■ **Extracted entries**:
┄┄┄┄┄┄┄┄┄┄
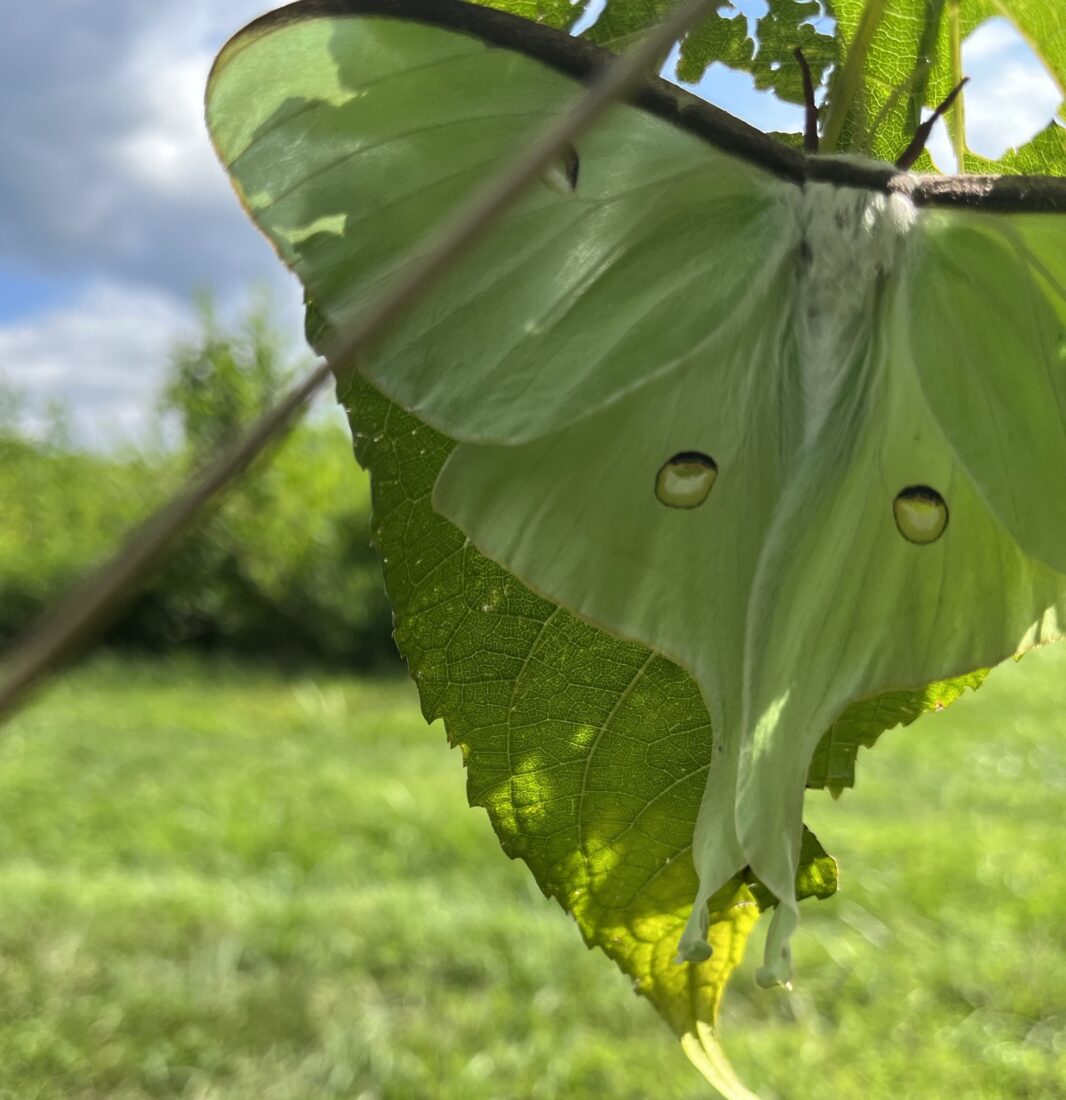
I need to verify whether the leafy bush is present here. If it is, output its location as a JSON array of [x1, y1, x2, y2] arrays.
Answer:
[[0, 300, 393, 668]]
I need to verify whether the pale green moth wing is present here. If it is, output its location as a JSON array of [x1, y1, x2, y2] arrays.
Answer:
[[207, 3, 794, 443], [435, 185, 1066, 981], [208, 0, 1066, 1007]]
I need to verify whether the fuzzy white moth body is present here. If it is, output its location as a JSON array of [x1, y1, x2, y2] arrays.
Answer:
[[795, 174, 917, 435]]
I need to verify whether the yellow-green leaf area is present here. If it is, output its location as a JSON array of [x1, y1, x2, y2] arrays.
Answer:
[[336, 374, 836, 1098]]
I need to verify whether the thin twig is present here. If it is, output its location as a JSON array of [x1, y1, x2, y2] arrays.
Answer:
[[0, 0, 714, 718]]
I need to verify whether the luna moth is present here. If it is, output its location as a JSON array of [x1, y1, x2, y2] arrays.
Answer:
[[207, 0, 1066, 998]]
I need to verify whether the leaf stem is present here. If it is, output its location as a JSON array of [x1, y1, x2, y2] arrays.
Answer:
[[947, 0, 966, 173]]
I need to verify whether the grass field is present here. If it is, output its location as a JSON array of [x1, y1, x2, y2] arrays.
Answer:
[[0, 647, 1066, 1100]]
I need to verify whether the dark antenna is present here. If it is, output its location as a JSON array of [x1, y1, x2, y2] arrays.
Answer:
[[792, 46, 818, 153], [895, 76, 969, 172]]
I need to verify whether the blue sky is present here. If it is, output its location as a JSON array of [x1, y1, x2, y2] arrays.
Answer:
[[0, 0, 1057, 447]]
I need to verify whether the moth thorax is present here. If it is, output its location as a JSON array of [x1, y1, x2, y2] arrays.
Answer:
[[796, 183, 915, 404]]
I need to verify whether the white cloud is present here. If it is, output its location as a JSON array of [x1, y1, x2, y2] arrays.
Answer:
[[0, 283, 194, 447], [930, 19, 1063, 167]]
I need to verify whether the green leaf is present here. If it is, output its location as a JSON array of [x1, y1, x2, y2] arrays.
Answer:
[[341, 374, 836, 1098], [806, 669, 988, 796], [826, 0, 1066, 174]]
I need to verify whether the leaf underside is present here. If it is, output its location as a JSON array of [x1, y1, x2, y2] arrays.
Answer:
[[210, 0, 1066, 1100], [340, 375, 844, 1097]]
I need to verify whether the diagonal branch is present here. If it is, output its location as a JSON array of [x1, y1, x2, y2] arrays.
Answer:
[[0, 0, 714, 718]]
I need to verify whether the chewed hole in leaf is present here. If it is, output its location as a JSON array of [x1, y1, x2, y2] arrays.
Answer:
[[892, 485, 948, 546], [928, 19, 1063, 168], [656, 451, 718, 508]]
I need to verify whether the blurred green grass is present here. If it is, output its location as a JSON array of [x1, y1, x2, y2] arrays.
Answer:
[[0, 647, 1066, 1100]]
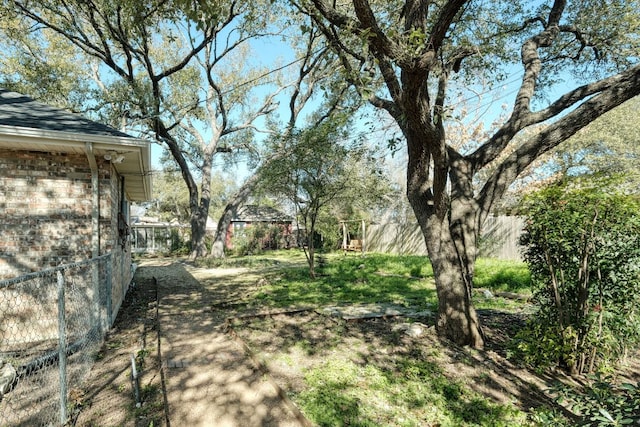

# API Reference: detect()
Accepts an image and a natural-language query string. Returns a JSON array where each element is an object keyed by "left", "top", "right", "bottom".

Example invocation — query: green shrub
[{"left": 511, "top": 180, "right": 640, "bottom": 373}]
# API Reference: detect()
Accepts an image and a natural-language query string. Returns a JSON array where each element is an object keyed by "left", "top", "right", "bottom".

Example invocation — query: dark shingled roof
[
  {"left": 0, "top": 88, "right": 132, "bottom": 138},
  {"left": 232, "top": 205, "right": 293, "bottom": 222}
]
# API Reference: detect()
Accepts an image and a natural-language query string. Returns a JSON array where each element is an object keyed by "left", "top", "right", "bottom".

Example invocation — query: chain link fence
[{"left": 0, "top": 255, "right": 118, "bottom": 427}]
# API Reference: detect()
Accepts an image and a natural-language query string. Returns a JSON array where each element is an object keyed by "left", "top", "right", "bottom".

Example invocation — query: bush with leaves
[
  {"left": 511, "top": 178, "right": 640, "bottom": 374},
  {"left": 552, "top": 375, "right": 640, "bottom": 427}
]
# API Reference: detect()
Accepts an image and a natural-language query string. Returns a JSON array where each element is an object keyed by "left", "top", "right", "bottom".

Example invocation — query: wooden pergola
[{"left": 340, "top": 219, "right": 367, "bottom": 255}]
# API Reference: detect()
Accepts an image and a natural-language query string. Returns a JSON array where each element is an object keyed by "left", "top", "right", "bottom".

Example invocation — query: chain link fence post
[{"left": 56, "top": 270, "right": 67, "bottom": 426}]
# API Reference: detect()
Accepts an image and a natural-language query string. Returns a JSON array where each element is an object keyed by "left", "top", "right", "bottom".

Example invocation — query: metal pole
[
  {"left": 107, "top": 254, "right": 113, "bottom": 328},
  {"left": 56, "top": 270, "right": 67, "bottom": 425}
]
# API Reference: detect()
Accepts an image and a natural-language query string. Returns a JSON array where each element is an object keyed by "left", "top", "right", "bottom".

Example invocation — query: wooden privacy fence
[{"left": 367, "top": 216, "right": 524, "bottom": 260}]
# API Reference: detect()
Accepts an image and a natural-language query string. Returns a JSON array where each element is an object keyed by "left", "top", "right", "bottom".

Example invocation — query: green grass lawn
┄┄┄┄┄┄┄┄┄┄
■ **Objective**:
Rewrite all of the records above, replacing "verify" with "check" and leaving everything else unchanged; omit the pictures.

■ **Correct answer**:
I need to check whether the leafy bush is present here. If it is, output its location as a JSON array of [x1, y1, x2, y2] arrays.
Answer:
[[0, 300, 393, 668]]
I need to check whether the pale green moth wing is present here. If it is, output its location as a JSON array of [x1, y1, x2, y2] arrays.
Answer:
[[207, 3, 794, 443], [435, 185, 1066, 981], [208, 0, 1066, 1007]]
I need to check whether the fuzzy white moth body is present here. If it is, output its location as a JSON array of [x1, y1, x2, y2] arrays.
Answer:
[[795, 174, 917, 435]]
I need to check whether the yellow-green leaf area is present here. If it is, output its location as a JSON array of [x1, y1, x2, y2] arrays.
Answer:
[[336, 374, 836, 1098]]
I need to check whether the thin twig is present here. If it is, output its location as a JSON array of [x1, y1, x2, y2] arrays.
Answer:
[[0, 0, 714, 718]]
I need to check whether the luna moth is present here. If it is, output its location as a JSON array of [x1, y1, x2, y2] arrays.
Answer:
[[207, 0, 1066, 998]]
I need to check whether the leaf stem is present here. If it is, output its location as a JSON array of [x1, y1, x2, y2] arrays.
Answer:
[[947, 0, 966, 173]]
I need to check whether the grass field is present here. If it is, output its location as a JSON array of [x1, y1, x2, y2] arrays.
Answer:
[[0, 647, 1066, 1100]]
I need to check whether the dark antenna is present here. If it is, output its location as a JSON array of [x1, y1, x2, y2] arrays.
Answer:
[[792, 46, 818, 153], [895, 76, 969, 172]]
I need to check whether the blue sky is present here. If it is, output its location as a JSON array of [x1, y1, x2, y2] arrays.
Answer:
[[0, 0, 1057, 447]]
I need to check whether the moth thorax is present here. If it is, output its location as a JSON array of [x1, y1, x2, y2] arrays.
Answer:
[[796, 183, 915, 404]]
I need to check whether the white cloud is present here. If it is, output its location as a JSON array of [x1, y1, x2, y2] arrays.
Answer:
[[0, 283, 194, 447], [930, 19, 1063, 167]]
I need to check whether the green leaf is present here. If it is, output its location as a JSON array of [x1, y1, x2, y2] arrays.
Answer:
[[341, 374, 836, 1098], [806, 669, 988, 796], [826, 0, 1066, 174]]
I need to check whether the leaf underside is present here. If it is, output its location as a JSON array of [x1, y1, x2, y2] arrays.
Answer:
[[210, 0, 1066, 1100], [340, 375, 844, 1097]]
I need to check whether the diagonal branch is present here. If it is, output its location as a JSON array of [x1, y1, x2, y2] arrays.
Answer:
[[0, 0, 714, 718]]
I need to check whether the chewed hole in leaf is present here. If it is, output its location as a JSON array of [x1, y1, x2, y2] arrays.
Answer:
[[892, 485, 948, 546], [928, 19, 1063, 168], [656, 451, 718, 508]]
I need to check whether the blurred green grass is present here. If it is, output its location as a JSON array of [x1, y1, x2, y2] arrays.
Answer:
[[0, 647, 1066, 1100]]

# API Reference: detect()
Accepts an image and a natural-language query string. Returns a JSON array where each element is an object keyed by "left", "top", "right", "bottom".

Example invocation — query: green shrub
[{"left": 511, "top": 180, "right": 640, "bottom": 373}]
# API Reference: detect()
Accepts an image and a natural-language query string. Returns a JSON array where each element is an object keyed by "left", "top", "right", "bottom".

Example invocation — query: dark shingled roof
[
  {"left": 0, "top": 88, "right": 132, "bottom": 138},
  {"left": 232, "top": 205, "right": 293, "bottom": 222}
]
# API Reference: detect()
Accepts an image and a natural-language query string. Returns a JSON array where each element is an object keyed by "left", "top", "right", "bottom".

Example invocation — query: chain link fence
[{"left": 0, "top": 255, "right": 118, "bottom": 427}]
# API Reference: detect()
Accepts an image and a natural-language query string. Returns a JSON array where each element is an object keyed by "left", "top", "right", "bottom".

Example invocation — query: bush with leaves
[
  {"left": 511, "top": 178, "right": 640, "bottom": 374},
  {"left": 552, "top": 375, "right": 640, "bottom": 427}
]
# API Reference: detect()
Accepts an image and a natural-language query string. Returns a JSON array where each element is an object keyed by "left", "top", "right", "bottom".

Example invocation — query: wooden pergola
[{"left": 340, "top": 219, "right": 367, "bottom": 255}]
# API Reference: detect()
Accepts an image and a natural-language query string. Returns a JSON array where each element is an object keyed by "left", "top", "right", "bottom".

Example invocation — query: chain link fence post
[{"left": 56, "top": 270, "right": 67, "bottom": 426}]
# API Reference: detect()
Accepts an image and a natural-language query string. Returns a JSON array where each element is an object keyed by "left", "top", "right", "bottom".

Example invocation — query: metal pole
[
  {"left": 107, "top": 254, "right": 113, "bottom": 328},
  {"left": 56, "top": 270, "right": 67, "bottom": 425}
]
# API Reference: detect()
Accepts an image and a natural-language query string. Returns a JSON array where each element is an object keyed by "left", "top", "right", "bottom".

Example invocation — query: wooden privacy fence
[{"left": 367, "top": 216, "right": 524, "bottom": 260}]
# API Reference: detect()
Accepts an image and a natural-language query string. Returns a JSON array where each element is an object keyed by "left", "top", "right", "bottom".

Example invocation — query: green grass lawn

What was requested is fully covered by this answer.